Document extract:
-- -- --

We walked outside after we got home from work!


I know, boring, but it’s fucking February! This is a big deal to us.

I’m still editing the contemporary novel. I have a list of revisions I need to make:

  1. Fix the family scenes

  2. Stop white-washing LA

  3. Explain the living arrangements better

  4. Stop white-washing LA (If you follow It’s About the Book reviews, you know what made me think about this now.)

This novel has diversity, but not enough. The Mexican first love, the German replacement (who is white, so probably doesn’t count), the charming and talented African American actress, the Puerto Rican dating disaster. The talent agency I’ve created focuses on diverse performers, but most are not major characters and don’t have names.

Both of my main characters are white, middle-class cis-male almost-celebrities. They’re like…B-List? Maybe C-List? They’re surrounded by beauty and color and I need to show that.

I know. This should have been a focus while I was writing. In my defense, I live in white middle-class suburbia. I befriended the first black person I met in real life because OMG A REAL BLACK PERSON. (And he’s hilarious. Besides, Consuela would have tried to strangle me in my sleep if we weren’t friends.)

I live in the biggest city in my state, and I still see a wall of mostly-white, everywhere I look.


I want to change that in my stories. I want my world to seem natural, but I also need it to seem real. The real world is alight with the brilliant colors of the rainbow, and beyond. It’s time to bring that light into my novel, and let it shine.

-- -- --

Written task a: Reproduce the part of the data items that opens with the line containing "Query: <item>white island base</item>" and closes with the line containing "[[240,400],[236,533],[535,534],[530,400]]", keeping every line, requests included. Multiply each coordinate in the answers by 2 and round to whole numbers with halves going up, but leave the requests and their sample layouts unchanged.

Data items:

-- -- --

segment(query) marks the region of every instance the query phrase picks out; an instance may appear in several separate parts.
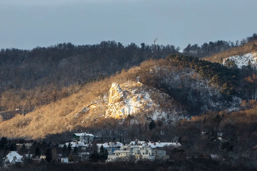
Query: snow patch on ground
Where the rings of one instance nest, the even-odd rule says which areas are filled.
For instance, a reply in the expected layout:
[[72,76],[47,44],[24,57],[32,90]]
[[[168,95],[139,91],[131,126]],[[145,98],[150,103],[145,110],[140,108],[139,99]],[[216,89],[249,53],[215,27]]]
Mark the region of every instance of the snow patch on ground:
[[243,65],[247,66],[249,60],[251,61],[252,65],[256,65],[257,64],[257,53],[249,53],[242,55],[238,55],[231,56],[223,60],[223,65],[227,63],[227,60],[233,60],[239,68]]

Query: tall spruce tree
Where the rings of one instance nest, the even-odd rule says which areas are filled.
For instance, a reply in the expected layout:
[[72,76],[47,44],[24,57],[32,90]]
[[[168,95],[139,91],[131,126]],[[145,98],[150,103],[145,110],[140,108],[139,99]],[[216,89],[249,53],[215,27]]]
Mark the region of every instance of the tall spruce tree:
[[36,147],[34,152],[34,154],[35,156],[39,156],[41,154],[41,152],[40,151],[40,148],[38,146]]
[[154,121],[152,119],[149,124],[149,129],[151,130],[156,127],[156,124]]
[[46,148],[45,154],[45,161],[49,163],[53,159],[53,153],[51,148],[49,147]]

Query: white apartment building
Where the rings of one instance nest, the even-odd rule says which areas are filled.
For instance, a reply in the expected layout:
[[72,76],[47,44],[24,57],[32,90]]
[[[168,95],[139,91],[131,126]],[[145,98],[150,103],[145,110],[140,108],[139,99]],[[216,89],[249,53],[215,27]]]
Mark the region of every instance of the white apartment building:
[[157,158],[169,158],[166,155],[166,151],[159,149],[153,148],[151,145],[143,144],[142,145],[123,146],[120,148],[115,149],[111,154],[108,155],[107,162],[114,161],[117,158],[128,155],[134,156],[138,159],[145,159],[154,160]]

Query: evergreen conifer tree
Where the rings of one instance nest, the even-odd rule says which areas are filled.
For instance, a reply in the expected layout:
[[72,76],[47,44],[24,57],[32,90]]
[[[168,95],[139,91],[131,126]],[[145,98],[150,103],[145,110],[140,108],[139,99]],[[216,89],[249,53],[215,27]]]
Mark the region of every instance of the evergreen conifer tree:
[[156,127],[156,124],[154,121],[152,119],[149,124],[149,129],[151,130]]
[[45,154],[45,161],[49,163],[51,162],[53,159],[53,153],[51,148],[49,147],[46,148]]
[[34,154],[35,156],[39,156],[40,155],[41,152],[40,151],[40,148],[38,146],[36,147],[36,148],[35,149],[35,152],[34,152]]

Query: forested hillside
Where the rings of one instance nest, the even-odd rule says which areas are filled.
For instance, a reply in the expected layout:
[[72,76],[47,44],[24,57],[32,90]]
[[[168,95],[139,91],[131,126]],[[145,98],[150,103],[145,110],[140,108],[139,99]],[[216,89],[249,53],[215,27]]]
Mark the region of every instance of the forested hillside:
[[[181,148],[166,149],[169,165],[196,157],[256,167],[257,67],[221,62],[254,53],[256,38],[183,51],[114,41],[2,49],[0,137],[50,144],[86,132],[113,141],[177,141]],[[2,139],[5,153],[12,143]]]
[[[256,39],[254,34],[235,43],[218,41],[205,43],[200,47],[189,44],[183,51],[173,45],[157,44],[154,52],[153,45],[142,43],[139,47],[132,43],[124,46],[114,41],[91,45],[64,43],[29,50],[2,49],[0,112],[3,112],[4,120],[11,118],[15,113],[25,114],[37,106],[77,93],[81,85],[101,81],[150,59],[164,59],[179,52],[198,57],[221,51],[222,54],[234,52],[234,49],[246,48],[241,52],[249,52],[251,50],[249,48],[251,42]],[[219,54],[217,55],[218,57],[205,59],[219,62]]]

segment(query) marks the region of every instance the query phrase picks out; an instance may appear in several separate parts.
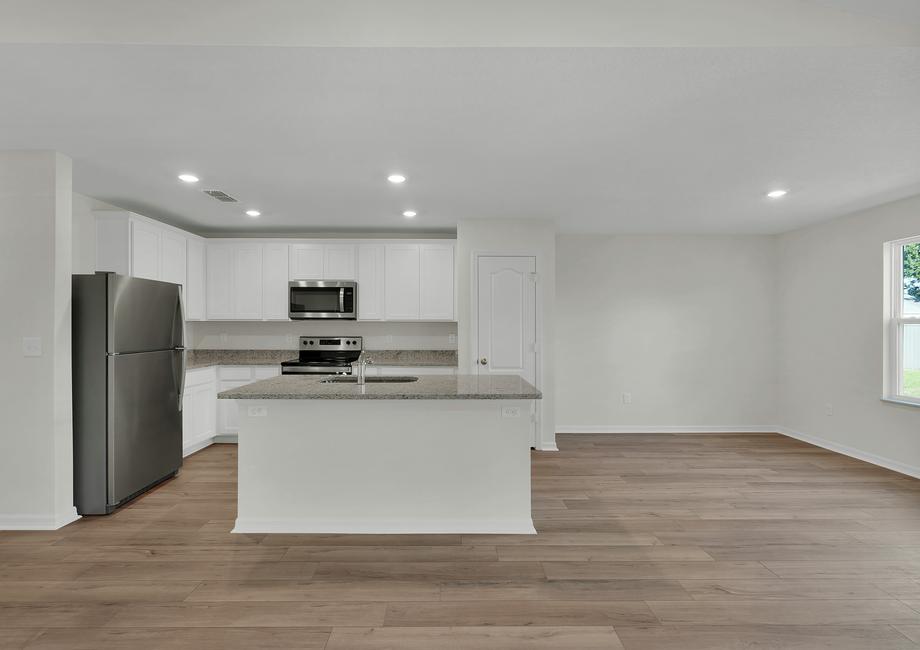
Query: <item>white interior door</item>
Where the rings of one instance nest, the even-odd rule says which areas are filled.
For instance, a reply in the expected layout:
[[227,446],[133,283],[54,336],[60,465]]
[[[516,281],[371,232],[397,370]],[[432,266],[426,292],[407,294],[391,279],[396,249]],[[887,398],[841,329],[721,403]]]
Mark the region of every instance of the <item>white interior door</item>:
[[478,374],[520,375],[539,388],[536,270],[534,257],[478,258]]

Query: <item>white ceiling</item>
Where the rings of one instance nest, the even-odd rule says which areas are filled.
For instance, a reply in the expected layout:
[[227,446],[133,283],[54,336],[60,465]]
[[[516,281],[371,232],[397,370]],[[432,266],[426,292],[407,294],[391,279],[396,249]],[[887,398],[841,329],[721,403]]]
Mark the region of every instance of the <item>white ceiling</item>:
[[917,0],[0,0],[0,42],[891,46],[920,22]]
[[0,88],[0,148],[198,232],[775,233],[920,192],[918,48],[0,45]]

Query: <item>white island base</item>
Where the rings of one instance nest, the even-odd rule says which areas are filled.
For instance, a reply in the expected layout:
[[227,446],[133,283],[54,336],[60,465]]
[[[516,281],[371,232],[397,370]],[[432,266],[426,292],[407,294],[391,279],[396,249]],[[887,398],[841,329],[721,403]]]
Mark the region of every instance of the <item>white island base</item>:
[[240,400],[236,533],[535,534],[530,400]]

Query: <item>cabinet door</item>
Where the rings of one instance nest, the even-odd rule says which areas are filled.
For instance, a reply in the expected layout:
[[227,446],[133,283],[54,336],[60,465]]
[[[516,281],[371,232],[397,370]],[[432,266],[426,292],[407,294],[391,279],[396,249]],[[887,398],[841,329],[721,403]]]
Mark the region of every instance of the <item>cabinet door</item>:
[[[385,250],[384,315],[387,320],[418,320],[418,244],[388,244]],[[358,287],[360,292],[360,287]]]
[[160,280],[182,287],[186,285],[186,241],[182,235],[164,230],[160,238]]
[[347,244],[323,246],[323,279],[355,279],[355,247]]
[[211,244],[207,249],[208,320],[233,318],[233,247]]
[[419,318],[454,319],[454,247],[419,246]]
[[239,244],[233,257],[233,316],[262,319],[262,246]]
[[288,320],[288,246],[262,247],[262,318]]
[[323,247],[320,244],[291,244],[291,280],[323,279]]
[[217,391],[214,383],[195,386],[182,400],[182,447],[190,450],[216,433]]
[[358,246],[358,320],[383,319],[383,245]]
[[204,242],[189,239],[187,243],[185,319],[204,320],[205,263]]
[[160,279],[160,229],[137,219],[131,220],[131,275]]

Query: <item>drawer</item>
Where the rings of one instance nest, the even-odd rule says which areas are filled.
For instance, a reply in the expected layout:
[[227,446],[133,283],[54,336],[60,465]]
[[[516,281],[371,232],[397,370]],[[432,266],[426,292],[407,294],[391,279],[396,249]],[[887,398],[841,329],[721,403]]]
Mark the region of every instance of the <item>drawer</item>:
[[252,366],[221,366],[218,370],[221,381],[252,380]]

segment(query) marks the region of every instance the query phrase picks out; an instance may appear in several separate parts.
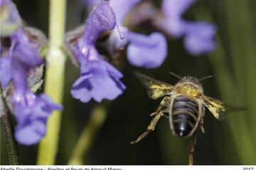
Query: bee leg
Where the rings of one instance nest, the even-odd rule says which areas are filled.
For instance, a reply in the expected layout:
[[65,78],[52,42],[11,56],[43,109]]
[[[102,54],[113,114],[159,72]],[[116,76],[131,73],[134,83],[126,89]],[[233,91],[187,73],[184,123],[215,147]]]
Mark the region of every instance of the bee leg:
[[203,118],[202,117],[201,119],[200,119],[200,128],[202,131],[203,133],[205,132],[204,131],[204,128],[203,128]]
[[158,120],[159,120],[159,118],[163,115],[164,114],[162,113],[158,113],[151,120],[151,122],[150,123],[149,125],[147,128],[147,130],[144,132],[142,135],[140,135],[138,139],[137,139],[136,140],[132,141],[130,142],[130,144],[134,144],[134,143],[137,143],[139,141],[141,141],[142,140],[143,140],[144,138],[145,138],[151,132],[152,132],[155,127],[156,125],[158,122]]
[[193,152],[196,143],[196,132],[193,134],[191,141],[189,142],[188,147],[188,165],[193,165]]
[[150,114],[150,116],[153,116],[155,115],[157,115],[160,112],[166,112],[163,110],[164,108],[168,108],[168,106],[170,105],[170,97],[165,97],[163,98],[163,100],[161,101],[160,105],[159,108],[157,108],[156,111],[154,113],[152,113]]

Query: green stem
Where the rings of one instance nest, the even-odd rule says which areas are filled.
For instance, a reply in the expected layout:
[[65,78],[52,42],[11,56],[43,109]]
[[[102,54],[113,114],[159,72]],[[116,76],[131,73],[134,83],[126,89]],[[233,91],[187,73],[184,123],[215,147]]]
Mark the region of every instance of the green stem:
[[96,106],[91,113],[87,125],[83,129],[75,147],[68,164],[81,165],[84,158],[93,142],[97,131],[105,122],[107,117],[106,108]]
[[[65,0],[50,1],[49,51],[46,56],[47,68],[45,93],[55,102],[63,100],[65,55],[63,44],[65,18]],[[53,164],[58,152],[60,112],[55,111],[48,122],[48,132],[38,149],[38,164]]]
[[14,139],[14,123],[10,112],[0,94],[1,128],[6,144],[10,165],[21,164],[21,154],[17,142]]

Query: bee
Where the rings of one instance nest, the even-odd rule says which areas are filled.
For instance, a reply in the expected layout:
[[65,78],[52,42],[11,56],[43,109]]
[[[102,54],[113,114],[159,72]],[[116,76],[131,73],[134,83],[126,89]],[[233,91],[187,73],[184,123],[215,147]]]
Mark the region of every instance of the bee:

-- -- --

Written task b: In the blog post about editing the novel, what does the talent agency the writer created focus on?

Complete output a:
Query: <item>white island base</item>
Where the rings of one instance nest, the even-odd rule says which areas are filled.
For instance, a reply in the expected layout:
[[227,446],[133,283],[54,336],[60,465]]
[[[516,281],[371,232],[397,370]],[[432,266],[426,292],[407,294],[391,279],[396,249]],[[887,398],[841,329],[721,403]]]
Mark the region of every instance of the <item>white island base</item>:
[[480,800],[472,1066],[1070,1068],[1060,800]]

Complete output b: Diverse performers.